• Directions for this task: Would you copy the lines below exactly and omit the images?
═══ The records ═══
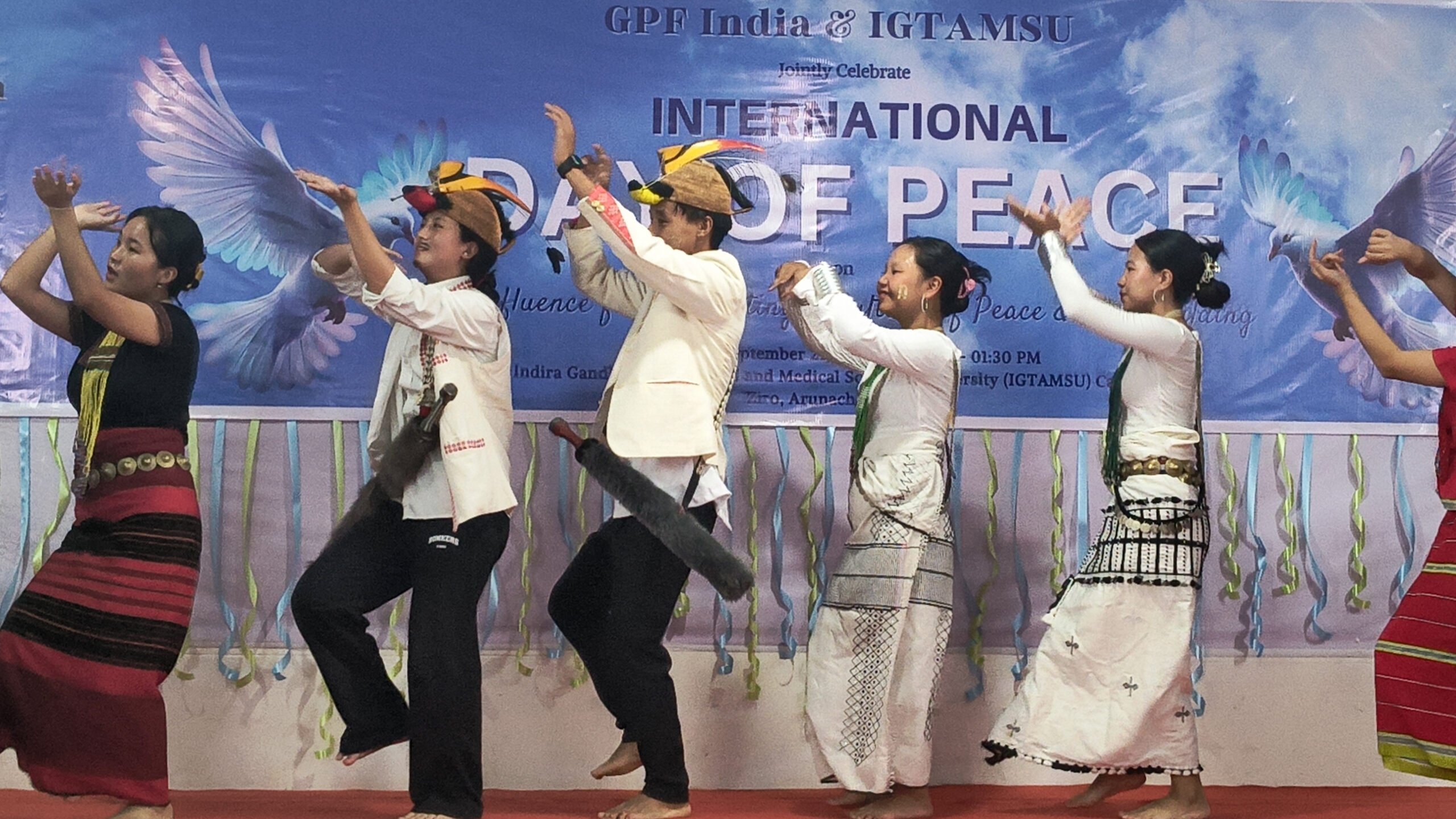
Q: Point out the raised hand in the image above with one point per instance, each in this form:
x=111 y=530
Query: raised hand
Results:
x=597 y=167
x=100 y=216
x=788 y=276
x=1040 y=221
x=1072 y=216
x=56 y=188
x=341 y=195
x=1329 y=268
x=1387 y=248
x=564 y=144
═══
• Solved exercise:
Q: Point out the raised hand in the image above with one point per instance, each in this form:
x=111 y=530
Query: raised hand
Results:
x=597 y=167
x=100 y=216
x=788 y=276
x=1040 y=221
x=1072 y=216
x=56 y=188
x=341 y=195
x=1329 y=268
x=1387 y=248
x=564 y=144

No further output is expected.